____ Selected extract

Here is a link to the query and the explain output: https://explain.depesz.com/s/zmzp I'll include them here, too:

Query:

'''
SELECT
    "assets".*
FROM
    "assets"
    INNER JOIN "devices" ON "devices"."asset_id" = "assets"."id"
WHERE
    "assets"."archived_at" IS NULL
    AND "assets"."archive_number" IS NULL
    AND "assets"."assettype_id" = 3
    AND ((assets.lastseendate >= NOW() - INTERVAL '30 days')
        AND ((devices.stop_time IS NULL)
            OR (devices.stop_time >= NOW() - INTERVAL '30 days')
            OR (devices.launch_time IS NOT NULL
                AND devices.launch_time > devices.stop_time)))
'''

And here is the explain output:

Nested Loop  (cost=0.43..255815.01 rows=11889 width=218) (actual time=0.049..2187.719 rows=359445 loops=1)
  Buffers: shared hit=1499737 read=75
  I/O Timings: read=5.382
  ->  Seq Scan on assets  (cost=0.00..117666.24 rows=27484 width=218) (actual time=0.035..770.720 rows=359543 loops=1)
        Filter: ((archived_at IS NULL) AND (archive_number IS NULL) AND (assettype_id = 3) AND (lastseendate >= (now() - 'P30D'::interval)))
        Rows Removed by Filter: 2539219
        Buffers: shared hit=59691
  ->  Index Scan using devices_asset_id_ix on devices  (cost=0.43..5.02 rows=1 width=4) (actual time=0.003..0.003 rows=1 loops=359543)
        Index Cond: (asset_id = assets.id)

________
____ Supplied information

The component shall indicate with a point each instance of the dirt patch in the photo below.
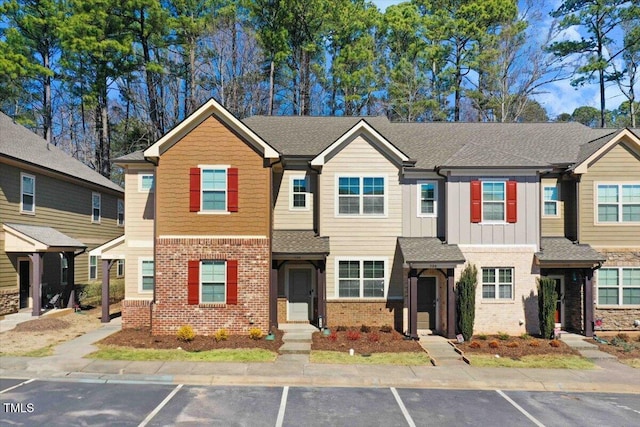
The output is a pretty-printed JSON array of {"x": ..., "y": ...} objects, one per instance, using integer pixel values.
[
  {"x": 516, "y": 347},
  {"x": 364, "y": 342},
  {"x": 142, "y": 338}
]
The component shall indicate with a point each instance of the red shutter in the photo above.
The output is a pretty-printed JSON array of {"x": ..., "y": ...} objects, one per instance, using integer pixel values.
[
  {"x": 193, "y": 280},
  {"x": 232, "y": 189},
  {"x": 476, "y": 201},
  {"x": 232, "y": 282},
  {"x": 194, "y": 189},
  {"x": 512, "y": 201}
]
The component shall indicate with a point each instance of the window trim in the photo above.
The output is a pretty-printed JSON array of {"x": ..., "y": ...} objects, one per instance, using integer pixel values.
[
  {"x": 361, "y": 279},
  {"x": 620, "y": 287},
  {"x": 22, "y": 193},
  {"x": 619, "y": 204},
  {"x": 556, "y": 202},
  {"x": 292, "y": 192},
  {"x": 419, "y": 213},
  {"x": 361, "y": 176},
  {"x": 497, "y": 283},
  {"x": 93, "y": 220},
  {"x": 141, "y": 262}
]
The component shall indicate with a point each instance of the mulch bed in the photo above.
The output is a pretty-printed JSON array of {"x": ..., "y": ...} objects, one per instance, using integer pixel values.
[
  {"x": 142, "y": 338},
  {"x": 366, "y": 343},
  {"x": 516, "y": 347}
]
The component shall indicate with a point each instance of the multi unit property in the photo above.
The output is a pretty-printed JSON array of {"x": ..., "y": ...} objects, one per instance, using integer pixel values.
[{"x": 239, "y": 224}]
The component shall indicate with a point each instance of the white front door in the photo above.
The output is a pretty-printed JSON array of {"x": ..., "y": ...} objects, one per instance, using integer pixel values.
[{"x": 300, "y": 295}]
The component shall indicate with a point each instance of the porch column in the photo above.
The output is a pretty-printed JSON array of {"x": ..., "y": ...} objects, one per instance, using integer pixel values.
[
  {"x": 321, "y": 285},
  {"x": 71, "y": 278},
  {"x": 106, "y": 280},
  {"x": 273, "y": 296},
  {"x": 413, "y": 304},
  {"x": 451, "y": 304},
  {"x": 36, "y": 282},
  {"x": 588, "y": 303}
]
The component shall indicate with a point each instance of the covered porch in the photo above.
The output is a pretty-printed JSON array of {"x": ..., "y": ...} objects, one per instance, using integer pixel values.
[
  {"x": 45, "y": 265},
  {"x": 572, "y": 266},
  {"x": 298, "y": 278},
  {"x": 430, "y": 301}
]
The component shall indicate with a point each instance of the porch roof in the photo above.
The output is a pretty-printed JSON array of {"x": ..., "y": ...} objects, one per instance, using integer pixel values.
[
  {"x": 562, "y": 252},
  {"x": 429, "y": 252},
  {"x": 299, "y": 243},
  {"x": 36, "y": 238}
]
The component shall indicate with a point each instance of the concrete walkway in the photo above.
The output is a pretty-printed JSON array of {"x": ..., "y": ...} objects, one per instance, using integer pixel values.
[{"x": 68, "y": 363}]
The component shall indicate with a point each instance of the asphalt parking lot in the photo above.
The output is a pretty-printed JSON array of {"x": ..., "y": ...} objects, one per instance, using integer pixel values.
[{"x": 100, "y": 403}]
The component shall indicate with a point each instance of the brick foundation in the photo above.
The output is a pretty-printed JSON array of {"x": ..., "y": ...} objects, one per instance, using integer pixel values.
[
  {"x": 136, "y": 314},
  {"x": 172, "y": 310},
  {"x": 370, "y": 313}
]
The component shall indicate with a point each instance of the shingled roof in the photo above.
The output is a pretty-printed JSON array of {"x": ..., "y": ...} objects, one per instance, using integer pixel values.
[{"x": 19, "y": 143}]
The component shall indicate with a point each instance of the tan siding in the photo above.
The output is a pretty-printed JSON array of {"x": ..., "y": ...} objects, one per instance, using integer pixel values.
[
  {"x": 211, "y": 143},
  {"x": 552, "y": 225},
  {"x": 286, "y": 218},
  {"x": 619, "y": 165}
]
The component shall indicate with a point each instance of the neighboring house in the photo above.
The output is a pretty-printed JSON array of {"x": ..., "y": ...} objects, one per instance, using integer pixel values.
[
  {"x": 350, "y": 221},
  {"x": 52, "y": 209}
]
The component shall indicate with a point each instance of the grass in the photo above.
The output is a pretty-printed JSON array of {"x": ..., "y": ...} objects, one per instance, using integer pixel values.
[
  {"x": 221, "y": 355},
  {"x": 339, "y": 357},
  {"x": 531, "y": 361}
]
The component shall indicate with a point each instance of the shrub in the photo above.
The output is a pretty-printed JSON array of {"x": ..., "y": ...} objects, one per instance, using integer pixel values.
[
  {"x": 466, "y": 300},
  {"x": 255, "y": 333},
  {"x": 353, "y": 335},
  {"x": 221, "y": 335},
  {"x": 547, "y": 298},
  {"x": 186, "y": 333}
]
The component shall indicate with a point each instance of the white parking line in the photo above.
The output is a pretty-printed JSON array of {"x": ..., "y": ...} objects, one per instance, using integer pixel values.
[
  {"x": 283, "y": 406},
  {"x": 17, "y": 385},
  {"x": 403, "y": 408},
  {"x": 520, "y": 408},
  {"x": 160, "y": 406}
]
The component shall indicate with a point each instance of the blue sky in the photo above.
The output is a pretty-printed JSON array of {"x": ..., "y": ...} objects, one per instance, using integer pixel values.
[{"x": 559, "y": 97}]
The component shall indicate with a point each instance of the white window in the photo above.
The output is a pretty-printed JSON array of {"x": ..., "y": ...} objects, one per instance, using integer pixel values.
[
  {"x": 28, "y": 193},
  {"x": 427, "y": 199},
  {"x": 361, "y": 278},
  {"x": 619, "y": 286},
  {"x": 214, "y": 190},
  {"x": 213, "y": 281},
  {"x": 147, "y": 278},
  {"x": 120, "y": 212},
  {"x": 493, "y": 201},
  {"x": 95, "y": 207},
  {"x": 361, "y": 195},
  {"x": 146, "y": 182},
  {"x": 298, "y": 193},
  {"x": 497, "y": 283},
  {"x": 550, "y": 201},
  {"x": 93, "y": 267},
  {"x": 618, "y": 203}
]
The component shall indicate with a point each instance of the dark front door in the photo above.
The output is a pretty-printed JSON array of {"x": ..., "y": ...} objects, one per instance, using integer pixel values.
[
  {"x": 426, "y": 303},
  {"x": 25, "y": 283}
]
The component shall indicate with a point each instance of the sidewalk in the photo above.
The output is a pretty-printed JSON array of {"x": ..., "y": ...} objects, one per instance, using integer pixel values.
[{"x": 67, "y": 363}]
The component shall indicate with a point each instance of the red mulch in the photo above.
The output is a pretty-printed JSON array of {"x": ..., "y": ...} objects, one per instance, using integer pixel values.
[
  {"x": 142, "y": 338},
  {"x": 366, "y": 343}
]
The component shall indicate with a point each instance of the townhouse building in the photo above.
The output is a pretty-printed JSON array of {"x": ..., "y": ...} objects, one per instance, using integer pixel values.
[{"x": 350, "y": 221}]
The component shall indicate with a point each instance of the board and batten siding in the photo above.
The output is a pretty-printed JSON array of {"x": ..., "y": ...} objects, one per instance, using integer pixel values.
[
  {"x": 460, "y": 229},
  {"x": 414, "y": 225},
  {"x": 359, "y": 236},
  {"x": 212, "y": 143},
  {"x": 284, "y": 217},
  {"x": 619, "y": 165}
]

________

# Requests
#1 According to the PostgreSQL query excerpt, how many rows did the filter remove during the sequential scan on assets?
#2 Carry on the PostgreSQL query excerpt from the point where it stops.
The records are drawn from a separate source.

# Responses in order
#1 2539219

#2
        Filter: ((stop_time IS NULL) OR (stop_time >= (now() - 'P30D'::interval)) OR ((launch_time IS NOT NULL) AND (launch_time > stop_time)))
        Rows Removed by Filter: 0
        Buffers: shared hit=1440046 read=75
        I/O Timings: read=5.382
Planning Time: 1.055 ms
Execution Time: 2264.396 ms

The only relevant index is this one:

devices_asset_id_ix

UPDATE: I've added several indexes as listed here:

add_index :devices, [:asset_id, :stop_time, :launch_time], name: "device_online_idx"
add_index :devices, [:asset_id, :stop_time]
add_index :devices, [:asset_id, :launch_time]
add_index :devices, :stop_time
add_index :devices, :launch_time

add_index :assets, [:assettype_id, :archived_at, :archive_number, :lastseendate], name: "asset_unexpired_idx"
add_index :assets, :assettype_id
add_index :assets, :archived_at
add_index :assets, :archive_number
add_index :assets, :lastseendate

This has changed the explain to look like this:

Nested Loop  (cost=0.99..179162.78 rows=11872 width=218) (actual time=0.050..1680.166 rows=359011 loops=1)
  Buffers: shared hit=1726893 read=33
  I/O Timings: read=0.226
  ->  Index Scan using asset_unexpired_idx on assets  (cost=0.56..41125.44 rows=27451 width=218) (actual time=0.037..315.869 rows=359110 loops=1)
        Index Cond: ((assettype_id = 3) AND (archived_at IS NULL) AND (archive_number IS NULL) AND (lastseendate >= (now() - 'P30D'::interval)))
        Buffers: shared hit=288537
  ->  Index Scan using devices_asset_id_ix on devices  (cost=0.43..5.02 rows=1 width=4) (actual time=0.002..0.003 rows=1 loops=359110)
        Index Cond: (asset_id = assets.id)
        Filter: ((stop_time IS NULL) OR (stop_time >= (now() - 'P30D'::interval)) OR ((launch_time IS NOT NULL) AND (launch_time > stop_time)))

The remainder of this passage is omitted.